PROBLEM DETAILS: Exactly the lines from the one with "the round watch" through the end of the records below are to be output, the first and last included, and no others.

Data extracted from a collection
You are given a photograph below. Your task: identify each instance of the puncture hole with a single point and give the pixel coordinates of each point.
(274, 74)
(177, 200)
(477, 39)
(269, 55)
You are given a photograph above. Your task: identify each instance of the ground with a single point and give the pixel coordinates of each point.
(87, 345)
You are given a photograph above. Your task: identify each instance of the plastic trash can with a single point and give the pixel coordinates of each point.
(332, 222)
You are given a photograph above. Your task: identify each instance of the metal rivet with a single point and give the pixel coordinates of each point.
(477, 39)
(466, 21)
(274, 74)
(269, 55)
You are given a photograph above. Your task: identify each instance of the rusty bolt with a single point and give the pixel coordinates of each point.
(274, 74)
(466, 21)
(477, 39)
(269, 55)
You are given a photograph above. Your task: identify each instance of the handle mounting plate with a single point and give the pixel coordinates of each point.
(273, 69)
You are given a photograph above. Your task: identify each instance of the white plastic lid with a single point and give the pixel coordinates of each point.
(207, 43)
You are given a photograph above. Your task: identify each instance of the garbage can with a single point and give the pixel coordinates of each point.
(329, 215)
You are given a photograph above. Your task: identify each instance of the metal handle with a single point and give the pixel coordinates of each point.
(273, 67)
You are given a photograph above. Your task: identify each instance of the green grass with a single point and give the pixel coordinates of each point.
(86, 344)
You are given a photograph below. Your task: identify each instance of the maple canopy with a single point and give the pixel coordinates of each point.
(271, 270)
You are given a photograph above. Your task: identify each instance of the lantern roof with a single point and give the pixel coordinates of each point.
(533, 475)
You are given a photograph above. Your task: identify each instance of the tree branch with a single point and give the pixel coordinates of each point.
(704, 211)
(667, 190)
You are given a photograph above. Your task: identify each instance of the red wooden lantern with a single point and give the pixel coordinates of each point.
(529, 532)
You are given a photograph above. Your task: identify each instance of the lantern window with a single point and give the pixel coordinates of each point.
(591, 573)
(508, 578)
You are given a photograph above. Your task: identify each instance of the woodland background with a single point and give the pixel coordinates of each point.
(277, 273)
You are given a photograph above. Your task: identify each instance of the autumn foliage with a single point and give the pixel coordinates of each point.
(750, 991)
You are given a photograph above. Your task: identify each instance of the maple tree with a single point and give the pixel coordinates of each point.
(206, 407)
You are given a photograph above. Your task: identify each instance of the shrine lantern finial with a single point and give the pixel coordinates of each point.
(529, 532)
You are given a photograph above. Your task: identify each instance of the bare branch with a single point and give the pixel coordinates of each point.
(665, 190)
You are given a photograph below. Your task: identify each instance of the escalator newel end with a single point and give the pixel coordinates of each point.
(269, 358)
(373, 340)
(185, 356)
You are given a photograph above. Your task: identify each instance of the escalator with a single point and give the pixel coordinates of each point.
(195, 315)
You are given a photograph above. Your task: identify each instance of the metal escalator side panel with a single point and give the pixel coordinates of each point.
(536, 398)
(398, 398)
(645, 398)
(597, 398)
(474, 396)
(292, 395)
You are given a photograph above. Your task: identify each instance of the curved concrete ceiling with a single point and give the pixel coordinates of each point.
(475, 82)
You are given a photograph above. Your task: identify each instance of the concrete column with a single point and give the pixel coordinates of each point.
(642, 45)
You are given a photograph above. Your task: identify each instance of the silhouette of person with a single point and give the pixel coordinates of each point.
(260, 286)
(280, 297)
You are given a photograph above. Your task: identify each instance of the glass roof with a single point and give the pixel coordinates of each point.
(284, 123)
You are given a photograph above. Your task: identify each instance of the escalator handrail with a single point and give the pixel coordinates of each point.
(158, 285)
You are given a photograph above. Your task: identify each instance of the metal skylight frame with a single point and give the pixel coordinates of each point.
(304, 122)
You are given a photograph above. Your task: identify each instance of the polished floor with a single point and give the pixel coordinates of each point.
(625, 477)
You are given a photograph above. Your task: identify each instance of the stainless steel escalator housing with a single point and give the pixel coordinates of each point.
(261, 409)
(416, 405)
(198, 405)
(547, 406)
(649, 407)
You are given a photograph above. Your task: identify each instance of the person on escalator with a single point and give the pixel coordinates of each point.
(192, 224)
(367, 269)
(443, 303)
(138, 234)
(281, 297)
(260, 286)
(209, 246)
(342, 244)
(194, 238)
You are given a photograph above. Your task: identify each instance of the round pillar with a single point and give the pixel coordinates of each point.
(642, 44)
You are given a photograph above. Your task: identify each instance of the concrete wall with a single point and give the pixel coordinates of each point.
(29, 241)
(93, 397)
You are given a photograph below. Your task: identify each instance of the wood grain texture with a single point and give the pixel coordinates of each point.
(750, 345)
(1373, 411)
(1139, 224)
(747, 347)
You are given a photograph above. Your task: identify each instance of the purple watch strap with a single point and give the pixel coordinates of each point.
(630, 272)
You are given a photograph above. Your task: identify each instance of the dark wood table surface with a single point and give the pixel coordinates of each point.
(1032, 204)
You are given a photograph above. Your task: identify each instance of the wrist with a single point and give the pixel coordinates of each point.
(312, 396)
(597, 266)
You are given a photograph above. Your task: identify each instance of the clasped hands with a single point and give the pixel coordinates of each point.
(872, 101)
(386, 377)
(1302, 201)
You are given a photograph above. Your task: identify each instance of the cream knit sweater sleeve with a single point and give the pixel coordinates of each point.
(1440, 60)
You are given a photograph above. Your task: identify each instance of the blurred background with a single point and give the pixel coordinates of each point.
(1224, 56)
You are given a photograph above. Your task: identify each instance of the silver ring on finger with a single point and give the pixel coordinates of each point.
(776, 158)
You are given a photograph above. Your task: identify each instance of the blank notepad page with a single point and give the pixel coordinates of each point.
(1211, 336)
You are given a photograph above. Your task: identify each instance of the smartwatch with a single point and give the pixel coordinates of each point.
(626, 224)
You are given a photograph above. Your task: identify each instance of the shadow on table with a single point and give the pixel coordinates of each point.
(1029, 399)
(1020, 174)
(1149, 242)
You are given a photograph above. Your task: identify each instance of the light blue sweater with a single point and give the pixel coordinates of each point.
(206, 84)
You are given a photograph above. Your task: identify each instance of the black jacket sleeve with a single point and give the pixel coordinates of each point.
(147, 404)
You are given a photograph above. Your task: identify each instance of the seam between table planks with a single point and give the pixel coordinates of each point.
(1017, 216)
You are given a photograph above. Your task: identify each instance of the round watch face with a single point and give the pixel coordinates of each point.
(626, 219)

ANSWER FOR THIS EXERCISE:
You are given a photograph above. Your task: identify each instance of the round watch face with a single point and give the pixel coordinates of each point.
(626, 219)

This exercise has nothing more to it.